--- TASKS FOR THIS EXERCISE ---
1. In the motorcycle trailer thread, what brand of trailer does Biklophile in NM tow with his Goldwing?
2. Please repeat the motorcycle trailer thread word for word, starting with "Does anyone make" and going on through "be out there...........".
3. Summarize the motorcycle trailer thread in two sentences.

--- EXCERPT TO READ ---
>>>

# Motorcycle Trailer



## Niles (Feb 1, 2009)

Does anyone make a trailer (towed by your motorcycle) that can carry a bike? Seems like it would be an easy thing to do, but I can't find anything.


----------



## HOLLYWOOD33 (Jan 2, 2009)

I actually saw a guy at my local trail towing 2 bikes with his Honda Goldwing...... I did not see the type or name of the trailer though..... Sorry

They must be out there...........


----------



## AZ (Apr 14, 2009)

A modified small flatbed trailer is the quickest solution.

EDIT: this thread by member manbiker has one for reference.

http://forums.mtbr.com/showthread.php?t=669622


----------



## Niles (Feb 1, 2009)

AZ.MTNS said:


> A modified small flatbed trailer is the quickest solution.


I figured it wouldn't be too complicated. Are there bike racks that bolt onto a flatbed that allow you to keep both wheels on your bike?


----------



## AZ (Apr 14, 2009)

Many tray type racks could be easily mounted to a flat surface, even a receiver mount rack could if you are a fairly competent fabricator or know of one.


----------



## 475856 (Feb 6, 2010)

Try this link...http://motosites.com/Motorcycle_Trailers/Trailers_-_Motorcycle_Pulled/ or this for starters...http://motosites.com/Motorcycle_Trailers/Trailers_-_Motorcycle_Pulled/


----------



## XJaredX (Apr 17, 2006)




----------



## notaknob (Apr 6, 2004)

*Order of the Forks*

Biklophile in NM tows a Harbor Freight trailer with his Goldwing. He has a fork mount on it and uses a forkup for it, probably the cheapest way to do it. I don't have any any pics but you could PM him for info.


----------



## Baine (Jun 4, 2009)

My car has a smaller engine than a goldwing and I tow my Harbor Freight trailer at 70 mph
just fine and I have four in the car and four bikes. I also don't have to remove the front wheels.

<<<

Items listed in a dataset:
>>>

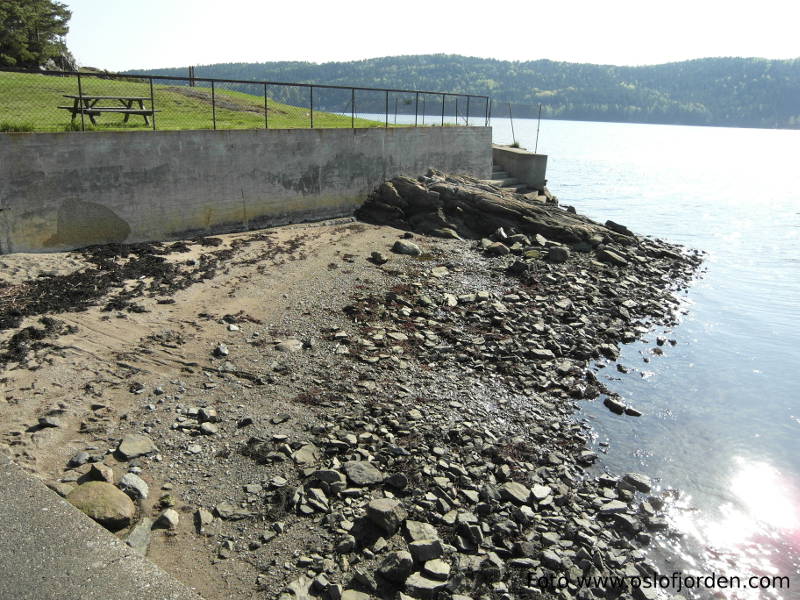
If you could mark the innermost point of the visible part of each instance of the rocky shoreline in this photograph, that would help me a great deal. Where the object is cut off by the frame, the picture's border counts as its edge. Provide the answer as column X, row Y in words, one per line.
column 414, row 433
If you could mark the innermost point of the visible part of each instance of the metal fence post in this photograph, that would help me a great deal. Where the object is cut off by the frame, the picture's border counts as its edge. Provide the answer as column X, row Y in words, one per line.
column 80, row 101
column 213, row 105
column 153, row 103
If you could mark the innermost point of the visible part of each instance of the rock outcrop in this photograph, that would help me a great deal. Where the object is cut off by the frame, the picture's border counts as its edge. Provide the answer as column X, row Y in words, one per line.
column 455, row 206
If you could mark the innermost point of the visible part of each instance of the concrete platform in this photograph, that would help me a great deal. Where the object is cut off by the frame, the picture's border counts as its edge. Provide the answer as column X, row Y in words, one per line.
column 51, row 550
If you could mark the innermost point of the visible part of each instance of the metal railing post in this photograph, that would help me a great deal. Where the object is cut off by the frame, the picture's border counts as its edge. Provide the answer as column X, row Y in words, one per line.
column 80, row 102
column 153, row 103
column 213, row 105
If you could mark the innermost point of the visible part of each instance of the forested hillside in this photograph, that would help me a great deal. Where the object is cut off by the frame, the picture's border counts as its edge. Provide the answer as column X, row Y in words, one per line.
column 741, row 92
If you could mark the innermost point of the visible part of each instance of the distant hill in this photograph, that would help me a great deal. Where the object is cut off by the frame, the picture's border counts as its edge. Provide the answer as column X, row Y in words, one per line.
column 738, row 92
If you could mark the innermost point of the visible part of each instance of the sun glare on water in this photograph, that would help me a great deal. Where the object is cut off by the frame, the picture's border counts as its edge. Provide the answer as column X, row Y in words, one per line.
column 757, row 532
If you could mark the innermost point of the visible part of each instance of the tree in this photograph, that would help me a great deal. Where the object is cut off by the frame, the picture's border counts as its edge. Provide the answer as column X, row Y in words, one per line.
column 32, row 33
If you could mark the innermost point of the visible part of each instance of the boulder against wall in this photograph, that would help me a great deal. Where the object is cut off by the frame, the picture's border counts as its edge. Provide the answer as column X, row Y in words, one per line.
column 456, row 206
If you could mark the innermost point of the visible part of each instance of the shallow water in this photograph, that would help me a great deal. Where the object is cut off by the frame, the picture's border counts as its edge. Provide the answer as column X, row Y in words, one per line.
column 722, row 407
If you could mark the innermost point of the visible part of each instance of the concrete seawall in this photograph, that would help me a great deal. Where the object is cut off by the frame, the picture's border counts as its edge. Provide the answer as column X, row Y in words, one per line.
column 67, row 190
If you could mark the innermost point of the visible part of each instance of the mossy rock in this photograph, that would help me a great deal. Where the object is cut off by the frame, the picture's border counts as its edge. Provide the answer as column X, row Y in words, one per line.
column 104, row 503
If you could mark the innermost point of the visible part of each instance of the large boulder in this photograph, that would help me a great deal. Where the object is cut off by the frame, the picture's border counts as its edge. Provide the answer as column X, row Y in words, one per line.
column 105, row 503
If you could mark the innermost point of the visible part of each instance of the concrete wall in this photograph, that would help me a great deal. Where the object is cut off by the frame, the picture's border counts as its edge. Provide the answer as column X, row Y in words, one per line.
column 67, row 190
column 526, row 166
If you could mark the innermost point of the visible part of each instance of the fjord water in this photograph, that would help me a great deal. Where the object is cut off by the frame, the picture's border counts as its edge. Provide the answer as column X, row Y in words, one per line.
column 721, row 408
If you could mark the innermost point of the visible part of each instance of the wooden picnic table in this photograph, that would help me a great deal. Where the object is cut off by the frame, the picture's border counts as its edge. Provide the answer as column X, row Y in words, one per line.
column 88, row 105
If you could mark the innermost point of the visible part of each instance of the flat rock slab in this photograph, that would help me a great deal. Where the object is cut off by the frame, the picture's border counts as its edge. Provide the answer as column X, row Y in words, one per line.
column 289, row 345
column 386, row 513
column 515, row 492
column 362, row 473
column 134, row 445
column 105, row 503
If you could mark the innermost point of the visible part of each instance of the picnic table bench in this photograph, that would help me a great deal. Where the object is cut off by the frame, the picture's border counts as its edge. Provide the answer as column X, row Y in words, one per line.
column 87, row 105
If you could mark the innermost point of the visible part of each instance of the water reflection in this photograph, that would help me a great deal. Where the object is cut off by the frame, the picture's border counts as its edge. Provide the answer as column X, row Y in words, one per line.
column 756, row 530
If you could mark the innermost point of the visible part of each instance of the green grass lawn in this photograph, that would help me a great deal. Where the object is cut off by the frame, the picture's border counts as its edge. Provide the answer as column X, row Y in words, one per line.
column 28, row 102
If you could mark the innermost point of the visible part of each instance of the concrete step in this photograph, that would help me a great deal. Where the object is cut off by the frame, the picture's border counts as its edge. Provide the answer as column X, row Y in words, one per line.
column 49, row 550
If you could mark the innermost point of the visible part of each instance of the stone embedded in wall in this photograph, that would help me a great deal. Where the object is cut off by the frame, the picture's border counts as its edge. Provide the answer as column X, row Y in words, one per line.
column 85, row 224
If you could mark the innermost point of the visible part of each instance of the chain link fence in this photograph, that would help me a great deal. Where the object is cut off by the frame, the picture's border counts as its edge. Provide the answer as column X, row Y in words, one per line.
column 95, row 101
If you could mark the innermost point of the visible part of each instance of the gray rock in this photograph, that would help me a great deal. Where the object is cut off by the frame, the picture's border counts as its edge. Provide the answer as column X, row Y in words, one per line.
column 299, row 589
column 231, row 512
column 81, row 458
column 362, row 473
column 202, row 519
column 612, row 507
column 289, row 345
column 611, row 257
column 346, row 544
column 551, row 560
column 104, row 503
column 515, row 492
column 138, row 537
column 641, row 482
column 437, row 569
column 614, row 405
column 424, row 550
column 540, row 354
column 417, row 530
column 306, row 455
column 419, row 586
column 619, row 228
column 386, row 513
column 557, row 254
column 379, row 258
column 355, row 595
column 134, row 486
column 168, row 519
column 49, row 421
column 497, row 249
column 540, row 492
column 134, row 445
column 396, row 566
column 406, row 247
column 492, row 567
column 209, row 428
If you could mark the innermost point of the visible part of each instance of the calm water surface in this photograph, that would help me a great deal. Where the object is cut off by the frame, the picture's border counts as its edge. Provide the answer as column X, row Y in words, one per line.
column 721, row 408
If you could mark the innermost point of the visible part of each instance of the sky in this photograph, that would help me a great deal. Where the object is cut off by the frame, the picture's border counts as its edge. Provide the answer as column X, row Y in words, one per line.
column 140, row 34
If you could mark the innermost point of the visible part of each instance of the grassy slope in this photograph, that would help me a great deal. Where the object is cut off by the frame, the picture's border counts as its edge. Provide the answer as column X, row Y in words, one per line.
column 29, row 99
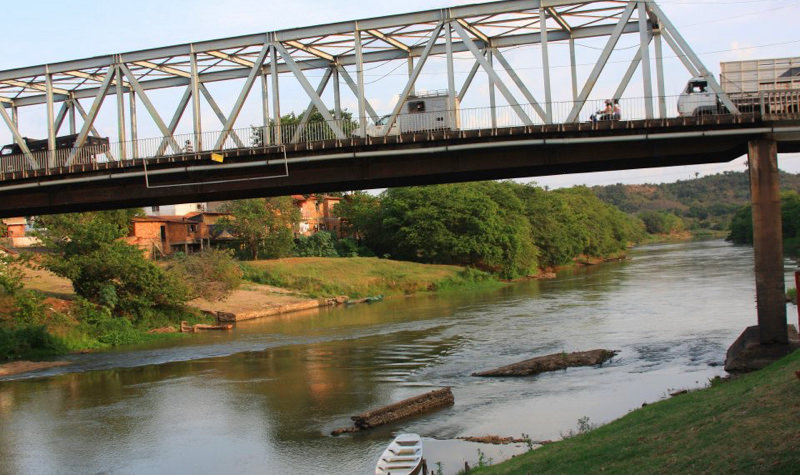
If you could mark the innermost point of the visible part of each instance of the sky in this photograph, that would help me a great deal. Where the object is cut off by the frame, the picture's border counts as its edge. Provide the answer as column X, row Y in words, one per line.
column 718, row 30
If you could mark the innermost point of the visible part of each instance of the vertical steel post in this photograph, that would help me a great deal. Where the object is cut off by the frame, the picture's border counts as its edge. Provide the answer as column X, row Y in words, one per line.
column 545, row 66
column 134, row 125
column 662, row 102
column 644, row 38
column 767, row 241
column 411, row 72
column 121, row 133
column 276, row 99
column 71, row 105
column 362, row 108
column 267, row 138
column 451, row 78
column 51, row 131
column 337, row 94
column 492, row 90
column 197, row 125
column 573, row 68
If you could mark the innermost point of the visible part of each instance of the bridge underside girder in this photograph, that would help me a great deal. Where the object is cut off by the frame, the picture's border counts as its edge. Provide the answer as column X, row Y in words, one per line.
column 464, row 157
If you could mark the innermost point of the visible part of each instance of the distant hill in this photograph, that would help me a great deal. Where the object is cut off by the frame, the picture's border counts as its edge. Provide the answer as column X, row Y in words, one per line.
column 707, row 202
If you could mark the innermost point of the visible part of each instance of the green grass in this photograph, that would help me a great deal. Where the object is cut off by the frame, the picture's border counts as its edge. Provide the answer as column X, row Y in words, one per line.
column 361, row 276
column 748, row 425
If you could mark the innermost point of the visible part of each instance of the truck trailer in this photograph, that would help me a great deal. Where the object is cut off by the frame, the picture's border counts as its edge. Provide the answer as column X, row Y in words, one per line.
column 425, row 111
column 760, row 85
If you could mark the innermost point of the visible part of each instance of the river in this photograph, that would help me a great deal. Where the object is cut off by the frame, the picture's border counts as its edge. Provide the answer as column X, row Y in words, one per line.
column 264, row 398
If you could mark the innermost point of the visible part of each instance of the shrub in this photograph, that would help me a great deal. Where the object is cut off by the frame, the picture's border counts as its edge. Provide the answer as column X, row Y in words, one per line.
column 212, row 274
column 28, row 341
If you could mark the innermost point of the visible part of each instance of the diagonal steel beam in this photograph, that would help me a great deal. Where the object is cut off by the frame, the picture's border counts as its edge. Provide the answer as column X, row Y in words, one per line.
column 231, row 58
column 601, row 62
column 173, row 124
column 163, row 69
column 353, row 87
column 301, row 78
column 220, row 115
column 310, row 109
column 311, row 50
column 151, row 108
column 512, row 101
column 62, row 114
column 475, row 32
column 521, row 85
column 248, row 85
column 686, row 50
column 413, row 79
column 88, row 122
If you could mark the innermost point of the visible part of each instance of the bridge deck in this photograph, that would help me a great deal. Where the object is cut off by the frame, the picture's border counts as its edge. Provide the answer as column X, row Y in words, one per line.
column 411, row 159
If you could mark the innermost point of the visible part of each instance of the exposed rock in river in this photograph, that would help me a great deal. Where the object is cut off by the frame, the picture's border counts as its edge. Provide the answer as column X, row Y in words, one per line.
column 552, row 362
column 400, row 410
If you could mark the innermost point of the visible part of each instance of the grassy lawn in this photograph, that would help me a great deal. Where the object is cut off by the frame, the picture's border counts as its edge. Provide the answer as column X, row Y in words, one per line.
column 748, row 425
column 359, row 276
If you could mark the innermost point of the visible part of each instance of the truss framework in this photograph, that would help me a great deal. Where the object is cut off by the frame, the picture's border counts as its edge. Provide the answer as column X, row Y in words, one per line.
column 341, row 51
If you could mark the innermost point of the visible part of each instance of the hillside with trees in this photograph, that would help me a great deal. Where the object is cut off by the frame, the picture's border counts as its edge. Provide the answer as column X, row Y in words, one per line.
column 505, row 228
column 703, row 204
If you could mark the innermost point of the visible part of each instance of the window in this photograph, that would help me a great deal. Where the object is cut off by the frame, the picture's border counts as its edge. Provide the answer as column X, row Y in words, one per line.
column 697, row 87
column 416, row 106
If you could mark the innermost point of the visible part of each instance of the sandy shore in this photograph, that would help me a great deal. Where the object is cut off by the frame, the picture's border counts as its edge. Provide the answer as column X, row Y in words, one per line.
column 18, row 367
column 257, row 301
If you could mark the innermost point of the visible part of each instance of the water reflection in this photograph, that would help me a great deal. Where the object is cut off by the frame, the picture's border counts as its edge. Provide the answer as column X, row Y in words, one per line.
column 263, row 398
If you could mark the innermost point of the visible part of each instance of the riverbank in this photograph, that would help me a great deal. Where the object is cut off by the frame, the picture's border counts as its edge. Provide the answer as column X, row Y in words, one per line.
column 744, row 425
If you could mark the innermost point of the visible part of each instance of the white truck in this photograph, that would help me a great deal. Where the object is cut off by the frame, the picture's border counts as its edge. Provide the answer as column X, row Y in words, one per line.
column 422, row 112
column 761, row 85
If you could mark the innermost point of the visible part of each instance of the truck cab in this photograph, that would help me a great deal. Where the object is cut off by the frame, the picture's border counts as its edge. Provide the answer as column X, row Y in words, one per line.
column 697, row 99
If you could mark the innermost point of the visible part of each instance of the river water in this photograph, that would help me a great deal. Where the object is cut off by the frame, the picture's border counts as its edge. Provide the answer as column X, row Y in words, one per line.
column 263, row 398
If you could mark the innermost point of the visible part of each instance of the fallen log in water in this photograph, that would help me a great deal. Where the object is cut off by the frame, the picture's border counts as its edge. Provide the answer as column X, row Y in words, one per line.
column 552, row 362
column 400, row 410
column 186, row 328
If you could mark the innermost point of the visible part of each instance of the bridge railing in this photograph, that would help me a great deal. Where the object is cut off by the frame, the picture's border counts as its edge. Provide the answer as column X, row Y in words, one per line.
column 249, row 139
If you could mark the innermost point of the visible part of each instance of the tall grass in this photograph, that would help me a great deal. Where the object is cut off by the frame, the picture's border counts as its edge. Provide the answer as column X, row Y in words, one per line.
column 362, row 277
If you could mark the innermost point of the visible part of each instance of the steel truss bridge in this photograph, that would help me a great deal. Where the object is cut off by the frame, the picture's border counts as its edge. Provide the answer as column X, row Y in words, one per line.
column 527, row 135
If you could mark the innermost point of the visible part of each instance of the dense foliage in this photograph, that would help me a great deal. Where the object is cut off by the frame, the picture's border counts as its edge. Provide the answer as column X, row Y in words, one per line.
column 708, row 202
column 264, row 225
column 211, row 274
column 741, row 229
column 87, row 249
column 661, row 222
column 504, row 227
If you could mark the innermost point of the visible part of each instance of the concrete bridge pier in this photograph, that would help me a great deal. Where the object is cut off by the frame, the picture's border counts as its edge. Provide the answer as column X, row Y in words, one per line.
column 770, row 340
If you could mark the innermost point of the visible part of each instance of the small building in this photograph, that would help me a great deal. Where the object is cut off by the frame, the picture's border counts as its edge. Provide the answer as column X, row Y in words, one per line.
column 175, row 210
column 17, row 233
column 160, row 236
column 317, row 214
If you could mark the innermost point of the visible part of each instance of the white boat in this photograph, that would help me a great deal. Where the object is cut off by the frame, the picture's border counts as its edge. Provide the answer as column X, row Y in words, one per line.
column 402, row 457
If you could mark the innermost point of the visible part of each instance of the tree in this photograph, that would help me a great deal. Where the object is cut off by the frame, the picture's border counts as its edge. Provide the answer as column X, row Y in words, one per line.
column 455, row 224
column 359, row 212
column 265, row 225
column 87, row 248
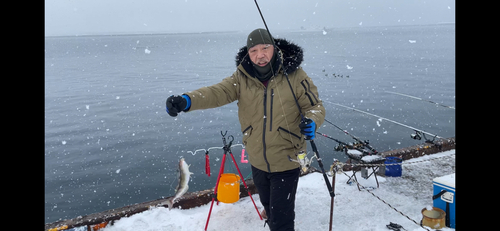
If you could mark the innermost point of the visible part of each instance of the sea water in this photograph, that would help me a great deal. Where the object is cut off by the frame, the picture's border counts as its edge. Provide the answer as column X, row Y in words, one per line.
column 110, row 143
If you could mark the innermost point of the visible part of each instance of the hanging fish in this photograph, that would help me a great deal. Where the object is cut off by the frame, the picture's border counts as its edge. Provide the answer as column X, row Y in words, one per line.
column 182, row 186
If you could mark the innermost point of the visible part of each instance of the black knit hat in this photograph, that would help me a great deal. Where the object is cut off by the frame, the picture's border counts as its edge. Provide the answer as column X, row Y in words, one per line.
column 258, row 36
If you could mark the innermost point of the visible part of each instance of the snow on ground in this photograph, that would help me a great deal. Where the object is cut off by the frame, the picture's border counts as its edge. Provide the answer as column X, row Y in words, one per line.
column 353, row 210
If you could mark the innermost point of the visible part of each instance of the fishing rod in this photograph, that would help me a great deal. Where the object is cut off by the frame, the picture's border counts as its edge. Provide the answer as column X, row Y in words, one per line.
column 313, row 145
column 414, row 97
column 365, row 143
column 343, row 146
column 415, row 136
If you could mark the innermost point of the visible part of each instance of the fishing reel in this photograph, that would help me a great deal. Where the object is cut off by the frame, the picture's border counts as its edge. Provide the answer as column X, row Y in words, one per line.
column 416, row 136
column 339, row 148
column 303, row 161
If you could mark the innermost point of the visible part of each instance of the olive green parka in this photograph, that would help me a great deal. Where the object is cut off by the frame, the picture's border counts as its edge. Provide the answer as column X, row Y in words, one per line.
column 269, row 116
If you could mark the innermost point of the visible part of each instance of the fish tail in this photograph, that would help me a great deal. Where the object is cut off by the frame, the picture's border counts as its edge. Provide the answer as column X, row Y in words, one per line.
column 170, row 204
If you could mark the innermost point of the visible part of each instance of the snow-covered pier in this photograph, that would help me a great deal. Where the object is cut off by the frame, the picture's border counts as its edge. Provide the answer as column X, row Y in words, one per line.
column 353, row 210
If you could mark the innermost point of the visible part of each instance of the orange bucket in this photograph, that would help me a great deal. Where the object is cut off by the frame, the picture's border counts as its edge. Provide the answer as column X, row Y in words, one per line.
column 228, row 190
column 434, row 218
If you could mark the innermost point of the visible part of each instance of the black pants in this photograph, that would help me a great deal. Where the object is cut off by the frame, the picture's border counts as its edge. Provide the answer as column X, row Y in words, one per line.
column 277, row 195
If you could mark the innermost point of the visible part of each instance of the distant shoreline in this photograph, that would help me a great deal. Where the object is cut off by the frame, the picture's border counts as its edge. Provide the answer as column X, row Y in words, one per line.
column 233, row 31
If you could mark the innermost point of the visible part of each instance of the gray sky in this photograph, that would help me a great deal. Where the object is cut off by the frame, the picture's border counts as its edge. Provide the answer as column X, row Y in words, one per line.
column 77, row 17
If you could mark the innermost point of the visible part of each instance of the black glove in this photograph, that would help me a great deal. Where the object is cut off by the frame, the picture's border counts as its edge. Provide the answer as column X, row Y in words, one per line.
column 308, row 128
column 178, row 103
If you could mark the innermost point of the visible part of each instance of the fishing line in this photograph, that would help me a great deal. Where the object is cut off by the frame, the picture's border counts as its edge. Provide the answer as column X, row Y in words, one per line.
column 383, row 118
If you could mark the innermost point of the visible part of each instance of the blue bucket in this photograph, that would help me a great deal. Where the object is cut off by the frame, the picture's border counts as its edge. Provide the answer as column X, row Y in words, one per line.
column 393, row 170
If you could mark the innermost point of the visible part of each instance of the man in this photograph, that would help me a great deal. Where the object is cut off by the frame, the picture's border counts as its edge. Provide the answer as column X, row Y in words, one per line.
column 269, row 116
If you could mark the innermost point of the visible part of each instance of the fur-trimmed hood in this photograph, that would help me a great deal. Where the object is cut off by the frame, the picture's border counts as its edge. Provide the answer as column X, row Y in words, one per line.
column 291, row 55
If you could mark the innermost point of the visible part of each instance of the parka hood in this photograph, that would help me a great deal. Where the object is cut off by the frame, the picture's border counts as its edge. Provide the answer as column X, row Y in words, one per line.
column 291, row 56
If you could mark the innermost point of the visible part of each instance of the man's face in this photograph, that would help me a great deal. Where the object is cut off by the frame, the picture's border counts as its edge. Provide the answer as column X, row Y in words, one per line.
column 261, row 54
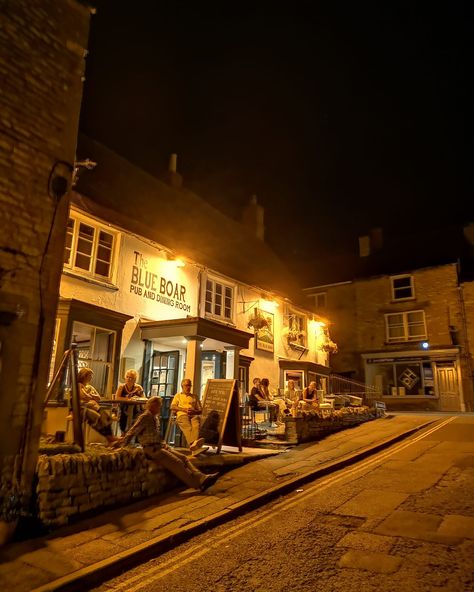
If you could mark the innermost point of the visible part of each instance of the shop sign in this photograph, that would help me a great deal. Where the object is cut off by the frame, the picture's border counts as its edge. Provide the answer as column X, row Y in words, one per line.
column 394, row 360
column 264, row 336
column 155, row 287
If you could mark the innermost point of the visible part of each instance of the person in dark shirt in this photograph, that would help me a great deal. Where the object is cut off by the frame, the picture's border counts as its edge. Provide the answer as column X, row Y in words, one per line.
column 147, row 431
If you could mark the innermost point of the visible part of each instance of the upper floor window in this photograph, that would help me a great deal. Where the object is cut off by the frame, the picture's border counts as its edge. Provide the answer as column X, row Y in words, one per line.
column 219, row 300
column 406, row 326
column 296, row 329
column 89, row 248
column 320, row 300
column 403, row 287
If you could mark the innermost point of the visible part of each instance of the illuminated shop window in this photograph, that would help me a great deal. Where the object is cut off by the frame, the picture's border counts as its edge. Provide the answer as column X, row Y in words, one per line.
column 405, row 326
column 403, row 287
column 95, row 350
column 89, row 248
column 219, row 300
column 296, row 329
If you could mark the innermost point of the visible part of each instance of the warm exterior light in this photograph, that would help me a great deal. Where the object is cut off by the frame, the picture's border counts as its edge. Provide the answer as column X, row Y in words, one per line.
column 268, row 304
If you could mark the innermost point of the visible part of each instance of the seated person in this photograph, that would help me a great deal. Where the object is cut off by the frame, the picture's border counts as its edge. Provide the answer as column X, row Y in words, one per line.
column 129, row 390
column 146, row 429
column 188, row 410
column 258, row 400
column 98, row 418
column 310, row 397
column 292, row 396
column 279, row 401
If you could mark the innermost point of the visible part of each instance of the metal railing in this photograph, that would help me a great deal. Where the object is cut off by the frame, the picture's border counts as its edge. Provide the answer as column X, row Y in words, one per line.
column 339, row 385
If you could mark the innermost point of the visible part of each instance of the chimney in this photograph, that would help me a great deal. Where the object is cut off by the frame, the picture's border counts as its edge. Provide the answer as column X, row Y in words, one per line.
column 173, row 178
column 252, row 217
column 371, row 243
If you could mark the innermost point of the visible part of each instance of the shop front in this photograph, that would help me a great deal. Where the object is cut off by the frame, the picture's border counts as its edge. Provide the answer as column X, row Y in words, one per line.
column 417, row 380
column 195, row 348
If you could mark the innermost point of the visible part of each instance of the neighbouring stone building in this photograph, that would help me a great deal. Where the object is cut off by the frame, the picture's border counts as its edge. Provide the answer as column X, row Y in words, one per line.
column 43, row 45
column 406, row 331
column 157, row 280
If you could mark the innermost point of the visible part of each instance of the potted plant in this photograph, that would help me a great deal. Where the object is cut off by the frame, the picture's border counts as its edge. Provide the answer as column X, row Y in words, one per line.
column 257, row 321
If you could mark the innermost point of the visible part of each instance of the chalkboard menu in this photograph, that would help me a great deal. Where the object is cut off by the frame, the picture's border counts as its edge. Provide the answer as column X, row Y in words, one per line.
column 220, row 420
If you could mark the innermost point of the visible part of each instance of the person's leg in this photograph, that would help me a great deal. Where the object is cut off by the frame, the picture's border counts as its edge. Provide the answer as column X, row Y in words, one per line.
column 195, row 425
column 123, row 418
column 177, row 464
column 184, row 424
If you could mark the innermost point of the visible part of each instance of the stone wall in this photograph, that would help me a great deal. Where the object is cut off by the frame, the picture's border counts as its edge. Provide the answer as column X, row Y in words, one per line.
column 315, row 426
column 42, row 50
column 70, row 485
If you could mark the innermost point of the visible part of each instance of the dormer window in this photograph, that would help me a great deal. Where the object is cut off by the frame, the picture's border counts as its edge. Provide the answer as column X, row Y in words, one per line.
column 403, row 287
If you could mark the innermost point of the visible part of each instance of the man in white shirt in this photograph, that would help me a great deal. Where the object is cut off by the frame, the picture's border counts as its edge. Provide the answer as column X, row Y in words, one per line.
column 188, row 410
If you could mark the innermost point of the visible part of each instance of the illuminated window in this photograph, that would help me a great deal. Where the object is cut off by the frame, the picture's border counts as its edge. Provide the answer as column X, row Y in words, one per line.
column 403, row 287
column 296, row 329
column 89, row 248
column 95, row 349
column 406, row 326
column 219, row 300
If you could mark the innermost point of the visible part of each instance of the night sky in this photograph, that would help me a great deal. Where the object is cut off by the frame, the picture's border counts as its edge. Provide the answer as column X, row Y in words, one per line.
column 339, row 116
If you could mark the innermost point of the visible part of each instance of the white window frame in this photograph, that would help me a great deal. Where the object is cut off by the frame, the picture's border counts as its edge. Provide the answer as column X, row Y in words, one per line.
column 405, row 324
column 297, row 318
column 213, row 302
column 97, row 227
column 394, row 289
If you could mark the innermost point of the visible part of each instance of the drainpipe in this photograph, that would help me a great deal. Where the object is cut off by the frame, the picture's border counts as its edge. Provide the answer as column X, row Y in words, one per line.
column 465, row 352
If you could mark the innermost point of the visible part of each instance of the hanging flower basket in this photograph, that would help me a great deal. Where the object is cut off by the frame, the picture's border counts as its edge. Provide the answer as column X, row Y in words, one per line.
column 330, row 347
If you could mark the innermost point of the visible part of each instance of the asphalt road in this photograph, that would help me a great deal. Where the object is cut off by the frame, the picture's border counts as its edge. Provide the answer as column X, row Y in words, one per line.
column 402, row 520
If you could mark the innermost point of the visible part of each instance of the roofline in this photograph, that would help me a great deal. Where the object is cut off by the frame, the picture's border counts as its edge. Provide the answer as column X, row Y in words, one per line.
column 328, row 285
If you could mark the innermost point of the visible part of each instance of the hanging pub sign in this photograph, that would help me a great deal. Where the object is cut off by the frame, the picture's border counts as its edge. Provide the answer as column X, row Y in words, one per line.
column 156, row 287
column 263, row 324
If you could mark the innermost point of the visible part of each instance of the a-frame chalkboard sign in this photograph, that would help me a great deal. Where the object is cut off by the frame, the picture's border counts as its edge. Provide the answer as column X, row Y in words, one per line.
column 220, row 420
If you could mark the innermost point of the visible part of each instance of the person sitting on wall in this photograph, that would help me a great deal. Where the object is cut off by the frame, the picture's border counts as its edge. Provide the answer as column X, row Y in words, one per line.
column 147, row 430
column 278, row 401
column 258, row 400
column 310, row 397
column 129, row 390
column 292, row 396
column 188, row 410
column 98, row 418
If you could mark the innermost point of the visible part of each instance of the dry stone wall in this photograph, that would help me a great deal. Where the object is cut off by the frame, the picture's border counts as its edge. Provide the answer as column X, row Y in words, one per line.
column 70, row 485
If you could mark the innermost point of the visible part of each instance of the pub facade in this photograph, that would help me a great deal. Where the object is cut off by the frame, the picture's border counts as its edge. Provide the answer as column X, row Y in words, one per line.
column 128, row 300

<<<

--- IN RESPONSE ---
1. A Harbor Freight trailer.

2.
Does anyone make a trailer (towed by your motorcycle) that can carry a bike? Seems like it would be an easy thing to do, but I can't find anything.


----------



## HOLLYWOOD33 (Jan 2, 2009)

I actually saw a guy at my local trail towing 2 bikes with his Honda Goldwing...... I did not see the type or name of the trailer though..... Sorry

They must be out there...........

3. Niles asks whether anyone makes a trailer, towed by a motorcycle, that can carry a bike. Replies suggest a modified small flatbed trailer with a tray-type or fork-mount rack, and one member notes that Biklophile in NM tows a Harbor Freight trailer with a fork mount behind his Goldwing.